Supplied records –

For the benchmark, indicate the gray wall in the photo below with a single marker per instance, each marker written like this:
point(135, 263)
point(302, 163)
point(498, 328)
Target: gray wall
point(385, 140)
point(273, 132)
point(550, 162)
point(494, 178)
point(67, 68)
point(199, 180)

To be done –
Please format the listing above as a JSON list of strings, with one string per line and blank lines left out.

Task solution –
[
  "For the benchmark, indicate the gray wall in the photo below with a single marker per instance, each marker written like this:",
  "point(135, 263)",
  "point(302, 163)",
  "point(498, 328)",
  "Target: gray wall",
  "point(385, 140)",
  "point(273, 132)",
  "point(550, 162)",
  "point(494, 178)",
  "point(67, 68)",
  "point(199, 180)"
]